Given passage START

The following recently published paper goes above and beyond that of a typical Nature Genetics GWAS:
Agarwala, V., Flannick, J., Sunyaev, S., and Altshuler, D. (2013). Evaluating empirical bounds on complex disease genetic architecture. Nat. Genet., 1–12.
The paper is split into three stages, any one of which would constitute their own smaller paper: modeling demography, determining the number of loci impacting disease based on coupling with natural selection and mutational target size, and generating both empirical and simulated results for Type II Diabetes.
The paper starts by comparing demographic models in three previous papers (Gravel et al, Kryukov et al, and Schaffner et al). The authors assess the site frequency spectra, strength of selection, minor allele count for nonsynonymous vs synonymous sites, and linkage disequilibrium patterns. In the end, they adjust the parameters of the three models to generate their own hybrid model to best fit their data. Europeans are the population of interest in this paper because the T2D study participants are all of European descent, and Agarwala choose the following parameters to best fit the data:
NA (ancestral population size) = 8,100
NB (bottleneck population size) = 2,000
t (duration of exponential growth in generations) = 370
r (rate of exponential growth) = 1.29%
NE (modern effective population size) = 227,650
μ (mutation rate per bp per generation) = 2.0e-08
As a population geneticist, this aspect of the paper is the most exciting. Understanding ancestry is a critical part of identifying true associations, rather than simply identifying sites that are informative of ancestry substructure (As an aside, see this interesting recent cautionary tale. Another point that arises from their simulations is that >90% of deleterious NS variants are rare (MAF < 0.1%), but fewer than 45% of all rare NS variants are deleterious. Additionally, most rare variants are recently derived and neutral/weakly deleterious, which are consistent with PolyPhen results.
Of course, there are limitations to their model that could be expanded in the future. Only purifying selection and exome capture regions are considered. Pulses of migration would likely also affect their model. The authors acknowledge these points, and suggest that if their model is consistent with the data, the results are at least reasonable.
Another very interesting aspect of the paper is their model of coupling between purifying selection and the likelihood of disease, accounted for by the variable τ. If τ = 1, variants with large effects on fitness have large effects on the disease, whereas if τ = 0, there is no relationship between selection coefficients of causal mutations and their impact on disease. With simply two parameters (τ and T, the mutational target size), a full range of genetic architecture for complex disease is possible. The authors find that for T2D, the higher the coupling term, τ, the smaller the target size for mutation and the fewer causal loci are expected. Conversely, the lower the coupling term, the larger the target size for mutation and the more causal loci are expected. The authors consider two models that are consistent with the data and have widely varying τ and T values and find widely varying results from their GWAS with large cohort sizes (N=10,000 and N=85,000).
The last portion of their paper looks forward to future T2D studies and estimates the variance explained by varying cohort sizes and genetic ascertainment. At the scale of 250,000 full genomes sequenced (20k cases and 230k controls, matching the prevalence of the disease), they expect that 75% of the genetic variance should be explained. Someday we will surely reach this level, and it will be interesting to see how physicians integrate lab tests for environmental impacts (i.e. how many cheeseburgers you eat a week) and genetic risk. I am curious to see how transferable these genetic risks will be to other populations, given that the vast majority of rare variants are private to populations. I also look forward to seeing how functional genomics is integrated to aid clinical recommendations.

Given passage END
Dataset START

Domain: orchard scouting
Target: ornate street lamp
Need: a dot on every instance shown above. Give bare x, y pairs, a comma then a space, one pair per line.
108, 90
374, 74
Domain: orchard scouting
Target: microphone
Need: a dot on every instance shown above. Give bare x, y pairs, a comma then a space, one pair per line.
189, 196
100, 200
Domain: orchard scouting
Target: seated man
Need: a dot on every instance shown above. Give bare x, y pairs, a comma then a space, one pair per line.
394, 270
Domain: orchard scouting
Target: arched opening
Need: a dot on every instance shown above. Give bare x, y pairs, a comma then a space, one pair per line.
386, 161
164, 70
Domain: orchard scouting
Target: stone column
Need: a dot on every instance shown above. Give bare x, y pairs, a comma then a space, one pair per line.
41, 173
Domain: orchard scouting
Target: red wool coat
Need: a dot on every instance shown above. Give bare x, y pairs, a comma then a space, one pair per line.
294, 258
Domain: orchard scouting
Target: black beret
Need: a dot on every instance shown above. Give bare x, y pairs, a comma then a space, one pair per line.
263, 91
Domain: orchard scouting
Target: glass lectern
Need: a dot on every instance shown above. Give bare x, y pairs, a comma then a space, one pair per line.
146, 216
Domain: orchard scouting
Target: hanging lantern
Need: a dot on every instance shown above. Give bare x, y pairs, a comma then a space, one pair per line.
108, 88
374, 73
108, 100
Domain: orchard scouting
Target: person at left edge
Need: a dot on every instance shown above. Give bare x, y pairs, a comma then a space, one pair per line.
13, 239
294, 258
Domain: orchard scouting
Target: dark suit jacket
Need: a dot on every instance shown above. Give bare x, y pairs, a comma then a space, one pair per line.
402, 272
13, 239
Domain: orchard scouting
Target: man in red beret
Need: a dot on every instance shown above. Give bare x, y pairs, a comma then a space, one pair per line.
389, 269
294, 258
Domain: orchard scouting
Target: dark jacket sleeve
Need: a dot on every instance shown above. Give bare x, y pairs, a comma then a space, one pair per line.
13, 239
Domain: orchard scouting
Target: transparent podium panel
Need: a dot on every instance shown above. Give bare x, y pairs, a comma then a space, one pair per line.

Dataset END

■ **Exercise objective**: In the review of the disease genetic architecture paper, what bottleneck population size did the authors choose for their European model?

■ **Written response**: 2,000